*** RECORDS TO USE ***
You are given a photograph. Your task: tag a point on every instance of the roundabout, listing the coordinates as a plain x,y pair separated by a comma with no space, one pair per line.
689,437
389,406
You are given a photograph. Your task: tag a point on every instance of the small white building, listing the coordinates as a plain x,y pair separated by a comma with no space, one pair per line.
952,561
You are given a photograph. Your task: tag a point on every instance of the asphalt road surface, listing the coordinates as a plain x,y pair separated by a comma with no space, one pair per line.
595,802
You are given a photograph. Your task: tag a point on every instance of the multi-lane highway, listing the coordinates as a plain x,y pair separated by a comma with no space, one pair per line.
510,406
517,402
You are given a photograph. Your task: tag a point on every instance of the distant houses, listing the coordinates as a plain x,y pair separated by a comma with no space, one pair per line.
*** End of RECORDS TO USE ***
- DIRECTIONS FOR THIS TASK
Give back the whole listing, word for word.

- ANSWER BOX
You are given a photograph. Your task: tag a point on every instance of the roundabout, listing the coordinates as a plain x,y pair separated by a comma with no space, one pair per line.
689,437
389,406
You are given a photograph. Your task: tag a point on every instance of the small white building, listing the coordinates as a plain x,y pair separated by a comma with no space, one pair per line.
952,561
You are given a photograph. Your task: tag a point on every instance of the asphalt road surface, listing the coordinates as a plain x,y pair separated by a comma with no space, one pair per line.
595,802
You are given a photograph. Your task: tag a point on every instance of the multi-lane highway, listing the coordinates as a plain x,y pair separated by a comma with no space, one pair per line.
510,406
517,402
You are given a photograph. Your task: tag a point on every instance of the distant houses, listing the coordinates as a plain x,y pair separated by a comma with no space, one pair per line.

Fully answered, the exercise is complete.